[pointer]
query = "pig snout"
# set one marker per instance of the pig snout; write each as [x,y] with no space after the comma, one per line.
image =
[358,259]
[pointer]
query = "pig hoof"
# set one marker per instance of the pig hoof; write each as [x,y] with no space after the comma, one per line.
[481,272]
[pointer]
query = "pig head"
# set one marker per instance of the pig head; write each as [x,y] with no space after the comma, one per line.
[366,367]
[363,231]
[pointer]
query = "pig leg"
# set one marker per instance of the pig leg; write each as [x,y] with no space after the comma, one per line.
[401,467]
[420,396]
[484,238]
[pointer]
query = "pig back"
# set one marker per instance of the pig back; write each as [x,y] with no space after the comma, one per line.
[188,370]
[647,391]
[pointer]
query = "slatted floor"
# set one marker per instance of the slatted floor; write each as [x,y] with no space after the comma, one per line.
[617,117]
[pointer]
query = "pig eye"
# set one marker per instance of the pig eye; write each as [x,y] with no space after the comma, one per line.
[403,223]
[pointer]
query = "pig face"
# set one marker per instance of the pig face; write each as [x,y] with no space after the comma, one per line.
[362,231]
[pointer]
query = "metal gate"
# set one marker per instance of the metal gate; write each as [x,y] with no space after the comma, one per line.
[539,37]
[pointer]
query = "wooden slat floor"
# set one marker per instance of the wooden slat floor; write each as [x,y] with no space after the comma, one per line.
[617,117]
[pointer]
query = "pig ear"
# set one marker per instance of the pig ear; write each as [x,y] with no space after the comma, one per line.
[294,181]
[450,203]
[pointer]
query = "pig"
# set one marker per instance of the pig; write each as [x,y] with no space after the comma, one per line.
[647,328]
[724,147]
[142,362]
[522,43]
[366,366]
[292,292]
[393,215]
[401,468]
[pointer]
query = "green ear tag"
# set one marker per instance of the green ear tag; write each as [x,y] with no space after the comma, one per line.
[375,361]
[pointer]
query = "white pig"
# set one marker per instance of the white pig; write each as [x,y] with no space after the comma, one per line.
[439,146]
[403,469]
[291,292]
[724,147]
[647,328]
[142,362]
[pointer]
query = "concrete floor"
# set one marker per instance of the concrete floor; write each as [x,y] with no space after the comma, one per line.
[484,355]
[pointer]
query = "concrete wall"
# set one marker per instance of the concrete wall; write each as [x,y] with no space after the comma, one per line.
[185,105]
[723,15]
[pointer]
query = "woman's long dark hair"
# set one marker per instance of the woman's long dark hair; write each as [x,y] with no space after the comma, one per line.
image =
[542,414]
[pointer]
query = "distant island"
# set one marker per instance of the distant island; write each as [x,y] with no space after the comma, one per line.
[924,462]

### WHAT YOU ARE ASKED TO DO
Copy out all the entries shown above, character for character.

### RESPONSE BELOW
[pointer]
query = "pig snout"
# set one marker per instance of the pig snout; write each as [x,y] with no space after the comma, one per line.
image =
[358,259]
[pointer]
query = "pig hoof"
# set one marker per instance of the pig hoof; write each as [x,y] with no space after the comma, one per line.
[481,272]
[pointer]
query = "pig head"
# set one marker per instance of the pig head; write each as [x,y] with no space after the comma, one per line.
[366,367]
[363,231]
[pointer]
query = "pig leg"
# set one marker per instance of the pig leg; write each as [x,y] with no space after the comma, one per line.
[401,467]
[420,396]
[484,238]
[pointer]
query = "pig back"
# set one marker per instance of the pig back; write each as [x,y] with no space after the comma, one per line.
[188,370]
[647,391]
[pointer]
query = "slatted floor"
# set one marker per instance of the slatted floor; write each as [x,y] with no space after the comma, one per line.
[617,117]
[pointer]
query = "pig eye"
# set one marker per instance of the pig eye; write each as [x,y] with no space after the comma, one per line.
[403,223]
[pointer]
query = "pig face"
# set one marker per instance of the pig face; write each as [x,y] with no space after the comma, one per line.
[362,231]
[pointer]
query = "metal gate"
# set one marker per instance of the metal gate; write each as [x,y] with no space after the comma, one per line.
[539,37]
[pointer]
query = "wooden slat floor"
# set one marker per instance of the wooden slat floor; write each as [x,y] with no space after the comma, one per line.
[617,117]
[pointer]
query = "pig ear"
# set one marker per instance of the pig ear; write each as [x,y] with no space after the comma, one per line.
[294,181]
[450,203]
[pointer]
query = "pig"
# set one marker per instance of the pig; write each as [x,y] with no space after the comma, one per line.
[647,328]
[724,147]
[142,362]
[522,43]
[366,366]
[292,292]
[393,215]
[401,468]
[pointer]
query = "green ear tag"
# set one marker per instance of the green ear tag; write each as [x,y] with no space after the comma, one per line.
[375,361]
[pointer]
query = "white pig"
# set one marker per instance of the white pig; write each as [x,y] with no space after the comma, one per line.
[439,146]
[403,469]
[291,292]
[724,147]
[647,328]
[142,362]
[pointer]
query = "concrete floor"
# set one marker per instance of the concrete floor; write each as [x,y] with no space after the comma, one per line.
[484,355]
[pointer]
query = "concrete wall"
# set one marker per instance of the concrete wall; write each as [x,y] with no space after the comma, one per line.
[185,105]
[723,15]
[pointer]
query = "woman's long dark hair"
# set one marker per instance of the woman's long dark hair; write each as [x,y] with no space after the comma, one per line.
image =
[542,414]
[pointer]
query = "distant island"
# set one marker per instance of the distant island; write each as [x,y] with no space after the comma, one per line.
[924,462]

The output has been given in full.